What is expected =
Retype the items without any change, beginning with their first line and continuing through the line that contains "[0,285,237,376]".

────────────────────

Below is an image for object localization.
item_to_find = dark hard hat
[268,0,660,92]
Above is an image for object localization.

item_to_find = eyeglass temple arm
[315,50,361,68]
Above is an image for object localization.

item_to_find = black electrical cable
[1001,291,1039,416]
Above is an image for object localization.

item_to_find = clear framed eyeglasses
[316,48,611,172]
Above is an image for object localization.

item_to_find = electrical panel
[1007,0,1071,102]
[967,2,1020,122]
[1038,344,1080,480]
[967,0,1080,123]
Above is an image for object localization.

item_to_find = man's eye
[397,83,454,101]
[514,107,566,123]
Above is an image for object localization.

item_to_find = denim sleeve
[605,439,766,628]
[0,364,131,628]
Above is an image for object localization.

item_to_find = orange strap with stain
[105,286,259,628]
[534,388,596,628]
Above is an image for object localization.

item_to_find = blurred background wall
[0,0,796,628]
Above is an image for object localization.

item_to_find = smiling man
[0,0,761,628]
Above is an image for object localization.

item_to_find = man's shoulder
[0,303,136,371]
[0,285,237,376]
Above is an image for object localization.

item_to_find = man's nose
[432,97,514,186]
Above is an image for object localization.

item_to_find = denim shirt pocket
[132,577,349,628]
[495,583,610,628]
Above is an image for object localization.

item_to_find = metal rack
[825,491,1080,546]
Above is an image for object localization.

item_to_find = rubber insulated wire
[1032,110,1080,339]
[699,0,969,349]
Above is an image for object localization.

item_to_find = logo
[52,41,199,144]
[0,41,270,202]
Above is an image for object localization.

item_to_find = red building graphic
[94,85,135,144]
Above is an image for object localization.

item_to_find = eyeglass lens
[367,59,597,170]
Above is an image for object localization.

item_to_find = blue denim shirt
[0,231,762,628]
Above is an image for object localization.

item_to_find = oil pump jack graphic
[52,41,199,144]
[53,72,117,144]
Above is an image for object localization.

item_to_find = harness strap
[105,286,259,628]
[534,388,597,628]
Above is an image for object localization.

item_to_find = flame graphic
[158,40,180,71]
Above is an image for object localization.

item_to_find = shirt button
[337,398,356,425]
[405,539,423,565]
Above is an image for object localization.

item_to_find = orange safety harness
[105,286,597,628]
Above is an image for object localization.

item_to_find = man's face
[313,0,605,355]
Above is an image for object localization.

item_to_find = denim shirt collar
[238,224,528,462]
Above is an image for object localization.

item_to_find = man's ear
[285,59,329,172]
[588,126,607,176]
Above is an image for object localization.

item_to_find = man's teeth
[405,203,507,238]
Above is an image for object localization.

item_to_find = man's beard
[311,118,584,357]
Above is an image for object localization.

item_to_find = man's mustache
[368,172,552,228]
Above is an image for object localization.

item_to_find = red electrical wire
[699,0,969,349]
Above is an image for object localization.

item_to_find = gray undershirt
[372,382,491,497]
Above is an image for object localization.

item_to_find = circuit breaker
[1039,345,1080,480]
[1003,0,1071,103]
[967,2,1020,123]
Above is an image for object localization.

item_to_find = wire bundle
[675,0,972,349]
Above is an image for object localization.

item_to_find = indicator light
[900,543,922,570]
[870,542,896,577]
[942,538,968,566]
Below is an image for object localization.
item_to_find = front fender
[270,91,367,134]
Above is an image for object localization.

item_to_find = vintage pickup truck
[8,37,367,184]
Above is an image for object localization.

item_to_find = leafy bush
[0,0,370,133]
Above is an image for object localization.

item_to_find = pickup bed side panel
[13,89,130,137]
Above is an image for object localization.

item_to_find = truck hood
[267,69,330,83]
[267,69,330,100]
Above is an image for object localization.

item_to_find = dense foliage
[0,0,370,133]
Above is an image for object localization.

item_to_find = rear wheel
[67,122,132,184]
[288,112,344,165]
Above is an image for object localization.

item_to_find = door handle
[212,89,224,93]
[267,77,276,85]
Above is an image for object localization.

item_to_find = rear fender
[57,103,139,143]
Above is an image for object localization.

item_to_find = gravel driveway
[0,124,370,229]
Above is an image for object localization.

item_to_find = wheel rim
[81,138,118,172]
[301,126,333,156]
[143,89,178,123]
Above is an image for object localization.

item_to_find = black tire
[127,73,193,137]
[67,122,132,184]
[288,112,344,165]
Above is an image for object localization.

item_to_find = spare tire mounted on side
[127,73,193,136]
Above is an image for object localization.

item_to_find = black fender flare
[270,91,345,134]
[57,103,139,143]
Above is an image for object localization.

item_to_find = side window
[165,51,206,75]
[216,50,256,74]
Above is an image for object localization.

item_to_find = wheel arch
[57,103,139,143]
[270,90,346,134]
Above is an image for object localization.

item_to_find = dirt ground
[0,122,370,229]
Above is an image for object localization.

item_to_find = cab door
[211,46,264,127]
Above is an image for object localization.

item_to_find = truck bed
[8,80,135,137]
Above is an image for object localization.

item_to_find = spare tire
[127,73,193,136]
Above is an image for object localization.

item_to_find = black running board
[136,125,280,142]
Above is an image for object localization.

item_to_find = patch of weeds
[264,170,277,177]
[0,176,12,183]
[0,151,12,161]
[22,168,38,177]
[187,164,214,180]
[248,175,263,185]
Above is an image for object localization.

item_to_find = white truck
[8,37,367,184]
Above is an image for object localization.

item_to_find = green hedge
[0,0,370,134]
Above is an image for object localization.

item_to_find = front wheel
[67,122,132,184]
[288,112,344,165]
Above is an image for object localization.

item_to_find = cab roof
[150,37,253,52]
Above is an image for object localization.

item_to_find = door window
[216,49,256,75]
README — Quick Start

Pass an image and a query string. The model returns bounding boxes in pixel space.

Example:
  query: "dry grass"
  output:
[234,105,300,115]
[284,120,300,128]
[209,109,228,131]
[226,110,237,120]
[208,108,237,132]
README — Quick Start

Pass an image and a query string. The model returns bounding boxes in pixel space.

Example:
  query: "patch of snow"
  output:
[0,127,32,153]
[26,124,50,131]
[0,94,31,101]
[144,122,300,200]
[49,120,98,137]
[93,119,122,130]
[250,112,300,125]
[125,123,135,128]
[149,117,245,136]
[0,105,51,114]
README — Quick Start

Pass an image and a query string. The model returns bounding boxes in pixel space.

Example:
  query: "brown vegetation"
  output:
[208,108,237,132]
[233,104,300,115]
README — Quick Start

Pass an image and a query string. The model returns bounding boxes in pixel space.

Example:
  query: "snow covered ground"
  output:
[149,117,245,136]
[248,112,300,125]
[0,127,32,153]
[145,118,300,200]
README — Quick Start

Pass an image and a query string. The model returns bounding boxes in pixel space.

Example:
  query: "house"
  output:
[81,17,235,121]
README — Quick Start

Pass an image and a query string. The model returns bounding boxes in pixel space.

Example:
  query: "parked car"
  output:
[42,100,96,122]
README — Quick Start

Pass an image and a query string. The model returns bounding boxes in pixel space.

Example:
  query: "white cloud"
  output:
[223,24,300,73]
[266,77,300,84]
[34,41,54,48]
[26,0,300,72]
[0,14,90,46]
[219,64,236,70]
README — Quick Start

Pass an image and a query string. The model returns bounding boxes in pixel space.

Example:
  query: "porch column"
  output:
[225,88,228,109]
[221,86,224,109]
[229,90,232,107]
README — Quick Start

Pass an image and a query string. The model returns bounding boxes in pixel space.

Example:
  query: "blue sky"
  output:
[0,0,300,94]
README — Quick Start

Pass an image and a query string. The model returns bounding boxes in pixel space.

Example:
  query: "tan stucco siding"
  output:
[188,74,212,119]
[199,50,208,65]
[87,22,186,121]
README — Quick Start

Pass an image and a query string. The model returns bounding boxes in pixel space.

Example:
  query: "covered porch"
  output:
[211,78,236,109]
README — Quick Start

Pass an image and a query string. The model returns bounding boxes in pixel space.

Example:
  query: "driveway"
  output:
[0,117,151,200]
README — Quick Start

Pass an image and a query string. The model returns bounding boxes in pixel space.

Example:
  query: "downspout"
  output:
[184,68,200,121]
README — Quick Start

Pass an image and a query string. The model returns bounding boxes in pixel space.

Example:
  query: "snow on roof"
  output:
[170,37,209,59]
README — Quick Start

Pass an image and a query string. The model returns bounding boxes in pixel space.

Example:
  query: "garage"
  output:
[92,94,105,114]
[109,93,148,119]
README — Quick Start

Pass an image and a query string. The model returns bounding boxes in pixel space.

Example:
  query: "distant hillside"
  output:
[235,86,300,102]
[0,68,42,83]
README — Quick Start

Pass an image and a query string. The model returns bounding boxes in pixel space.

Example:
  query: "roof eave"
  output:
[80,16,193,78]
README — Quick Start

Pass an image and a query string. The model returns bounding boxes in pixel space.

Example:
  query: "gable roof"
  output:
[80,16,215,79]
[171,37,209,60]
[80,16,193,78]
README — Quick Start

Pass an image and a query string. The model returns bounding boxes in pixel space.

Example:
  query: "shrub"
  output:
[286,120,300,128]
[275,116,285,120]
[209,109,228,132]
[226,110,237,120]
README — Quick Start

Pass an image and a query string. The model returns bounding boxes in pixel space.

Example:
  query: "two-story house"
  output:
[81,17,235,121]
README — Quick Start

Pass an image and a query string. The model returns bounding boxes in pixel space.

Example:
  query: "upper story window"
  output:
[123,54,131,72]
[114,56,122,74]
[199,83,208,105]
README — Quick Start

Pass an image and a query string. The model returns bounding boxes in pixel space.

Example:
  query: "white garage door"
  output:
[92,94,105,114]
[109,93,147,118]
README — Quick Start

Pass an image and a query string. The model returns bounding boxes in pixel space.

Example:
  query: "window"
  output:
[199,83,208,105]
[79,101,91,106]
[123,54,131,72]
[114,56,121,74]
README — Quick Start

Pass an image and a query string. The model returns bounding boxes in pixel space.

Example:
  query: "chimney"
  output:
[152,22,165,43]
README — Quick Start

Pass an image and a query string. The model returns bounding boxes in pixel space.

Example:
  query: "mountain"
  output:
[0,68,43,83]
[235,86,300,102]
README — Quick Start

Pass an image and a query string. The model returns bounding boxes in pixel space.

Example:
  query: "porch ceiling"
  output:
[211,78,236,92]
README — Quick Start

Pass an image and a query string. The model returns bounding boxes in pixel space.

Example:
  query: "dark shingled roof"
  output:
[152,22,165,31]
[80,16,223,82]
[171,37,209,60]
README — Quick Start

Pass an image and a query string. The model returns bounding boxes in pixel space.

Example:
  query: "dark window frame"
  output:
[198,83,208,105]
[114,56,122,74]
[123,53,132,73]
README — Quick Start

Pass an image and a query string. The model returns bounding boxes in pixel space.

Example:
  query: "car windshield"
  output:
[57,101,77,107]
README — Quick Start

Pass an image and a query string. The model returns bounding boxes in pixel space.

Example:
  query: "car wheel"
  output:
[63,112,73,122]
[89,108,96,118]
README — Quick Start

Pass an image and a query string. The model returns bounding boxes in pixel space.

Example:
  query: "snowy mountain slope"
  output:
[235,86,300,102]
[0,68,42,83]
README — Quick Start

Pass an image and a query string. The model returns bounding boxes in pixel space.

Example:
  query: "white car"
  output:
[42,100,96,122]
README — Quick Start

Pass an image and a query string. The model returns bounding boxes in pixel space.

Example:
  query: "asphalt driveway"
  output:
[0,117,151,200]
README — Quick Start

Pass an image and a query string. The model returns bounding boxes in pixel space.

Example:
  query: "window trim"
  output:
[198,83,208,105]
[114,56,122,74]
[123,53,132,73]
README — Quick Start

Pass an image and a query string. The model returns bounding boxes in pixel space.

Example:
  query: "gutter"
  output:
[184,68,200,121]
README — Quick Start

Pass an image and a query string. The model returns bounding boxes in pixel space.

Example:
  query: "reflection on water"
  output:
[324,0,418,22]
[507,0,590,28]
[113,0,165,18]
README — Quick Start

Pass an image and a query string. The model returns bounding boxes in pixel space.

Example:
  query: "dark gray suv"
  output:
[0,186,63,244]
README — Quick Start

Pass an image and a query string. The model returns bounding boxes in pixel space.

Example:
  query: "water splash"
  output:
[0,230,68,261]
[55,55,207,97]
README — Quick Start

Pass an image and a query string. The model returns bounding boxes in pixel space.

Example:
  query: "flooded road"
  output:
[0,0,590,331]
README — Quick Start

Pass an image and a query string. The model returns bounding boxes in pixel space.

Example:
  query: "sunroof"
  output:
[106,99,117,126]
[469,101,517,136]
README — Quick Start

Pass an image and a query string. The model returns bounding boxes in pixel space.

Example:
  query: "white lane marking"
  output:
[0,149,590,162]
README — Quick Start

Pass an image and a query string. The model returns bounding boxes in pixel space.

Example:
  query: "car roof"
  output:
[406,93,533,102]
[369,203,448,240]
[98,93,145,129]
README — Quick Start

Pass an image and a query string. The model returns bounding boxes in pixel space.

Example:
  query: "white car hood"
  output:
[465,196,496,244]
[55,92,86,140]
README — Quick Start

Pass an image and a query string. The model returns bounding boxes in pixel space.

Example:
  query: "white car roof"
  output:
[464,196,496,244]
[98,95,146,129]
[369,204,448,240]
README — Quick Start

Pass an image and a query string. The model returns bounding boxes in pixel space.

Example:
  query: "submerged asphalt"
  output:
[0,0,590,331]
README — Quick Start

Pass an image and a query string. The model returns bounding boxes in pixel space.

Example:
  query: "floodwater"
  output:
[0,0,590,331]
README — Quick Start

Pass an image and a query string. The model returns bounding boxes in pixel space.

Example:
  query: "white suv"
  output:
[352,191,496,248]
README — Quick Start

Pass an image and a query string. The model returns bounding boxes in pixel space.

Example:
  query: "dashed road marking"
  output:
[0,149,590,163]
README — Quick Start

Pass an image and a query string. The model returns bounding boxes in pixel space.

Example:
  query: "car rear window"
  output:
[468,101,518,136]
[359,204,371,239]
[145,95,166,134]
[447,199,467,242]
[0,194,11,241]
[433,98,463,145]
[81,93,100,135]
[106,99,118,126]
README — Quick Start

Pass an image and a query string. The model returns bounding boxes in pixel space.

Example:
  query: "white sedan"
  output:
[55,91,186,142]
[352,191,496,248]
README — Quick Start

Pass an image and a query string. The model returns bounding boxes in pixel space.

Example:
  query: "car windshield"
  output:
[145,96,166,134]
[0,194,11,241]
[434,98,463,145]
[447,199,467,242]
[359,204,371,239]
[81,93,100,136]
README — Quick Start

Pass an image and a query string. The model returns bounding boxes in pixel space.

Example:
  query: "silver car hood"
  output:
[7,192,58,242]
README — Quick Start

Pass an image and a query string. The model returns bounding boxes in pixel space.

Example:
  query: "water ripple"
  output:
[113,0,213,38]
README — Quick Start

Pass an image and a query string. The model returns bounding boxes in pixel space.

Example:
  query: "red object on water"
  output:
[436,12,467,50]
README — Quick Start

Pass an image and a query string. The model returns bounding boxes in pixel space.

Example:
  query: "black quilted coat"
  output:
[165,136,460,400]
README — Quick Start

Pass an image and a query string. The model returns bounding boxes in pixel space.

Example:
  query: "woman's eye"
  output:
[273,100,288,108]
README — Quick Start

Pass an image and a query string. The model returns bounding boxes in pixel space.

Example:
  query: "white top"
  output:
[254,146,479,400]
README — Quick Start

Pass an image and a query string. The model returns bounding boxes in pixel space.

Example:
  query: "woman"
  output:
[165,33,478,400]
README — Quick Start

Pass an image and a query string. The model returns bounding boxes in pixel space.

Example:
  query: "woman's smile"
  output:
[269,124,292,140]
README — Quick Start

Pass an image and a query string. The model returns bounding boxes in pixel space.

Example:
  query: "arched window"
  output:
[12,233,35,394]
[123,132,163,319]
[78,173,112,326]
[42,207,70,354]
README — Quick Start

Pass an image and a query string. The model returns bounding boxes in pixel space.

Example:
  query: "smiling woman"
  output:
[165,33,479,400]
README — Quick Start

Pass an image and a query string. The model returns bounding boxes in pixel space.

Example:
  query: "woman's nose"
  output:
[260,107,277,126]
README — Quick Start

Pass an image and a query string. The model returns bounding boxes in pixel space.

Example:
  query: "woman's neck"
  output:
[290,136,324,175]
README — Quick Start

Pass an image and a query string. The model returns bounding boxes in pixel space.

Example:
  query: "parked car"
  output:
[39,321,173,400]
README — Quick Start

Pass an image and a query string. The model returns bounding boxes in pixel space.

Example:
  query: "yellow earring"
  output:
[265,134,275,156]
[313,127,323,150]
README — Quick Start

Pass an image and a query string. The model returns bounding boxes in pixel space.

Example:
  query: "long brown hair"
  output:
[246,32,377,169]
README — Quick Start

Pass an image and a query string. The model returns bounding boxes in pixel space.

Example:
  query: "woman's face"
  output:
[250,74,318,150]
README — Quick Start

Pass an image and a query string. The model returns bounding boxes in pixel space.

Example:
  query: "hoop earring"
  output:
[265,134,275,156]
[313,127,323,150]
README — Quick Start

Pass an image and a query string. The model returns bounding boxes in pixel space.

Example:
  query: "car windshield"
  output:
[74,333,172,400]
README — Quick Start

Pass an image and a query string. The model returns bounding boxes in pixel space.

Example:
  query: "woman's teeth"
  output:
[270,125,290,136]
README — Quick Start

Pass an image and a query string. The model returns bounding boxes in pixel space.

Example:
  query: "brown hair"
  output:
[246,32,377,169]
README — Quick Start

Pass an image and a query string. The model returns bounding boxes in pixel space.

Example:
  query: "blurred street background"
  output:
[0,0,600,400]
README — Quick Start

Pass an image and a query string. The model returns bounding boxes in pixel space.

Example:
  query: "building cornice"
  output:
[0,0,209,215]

────────────────────

Final result =
Below is an image for object localization.
item_to_find = dark hard hat
[268,0,660,92]
Above is an image for object localization.

item_to_find = eyeglass temple arm
[315,50,361,68]
Above is an image for object localization.

item_to_find = black electrical cable
[1001,291,1039,416]
Above is an image for object localization.

item_to_find = clear framed eyeglasses
[316,48,611,172]
Above is an image for object localization.

item_to_find = electrical panel
[1007,0,1071,102]
[967,2,1020,122]
[1038,344,1080,480]
[967,0,1080,123]
Above is an image for object localization.

item_to_find = man's eye
[397,83,454,101]
[514,107,566,123]
Above is an image for object localization.

item_to_find = denim sleeve
[605,439,766,628]
[0,364,131,628]
Above is an image for object localization.

item_to_find = orange strap with stain
[105,286,259,628]
[534,388,596,628]
Above is an image for object localization.

item_to_find = blurred background wall
[0,0,796,628]
Above is an image for object localization.

item_to_find = smiling man
[0,0,761,628]
Above is an image for object localization.

item_to_find = man's shoulder
[0,303,136,371]
[0,285,237,376]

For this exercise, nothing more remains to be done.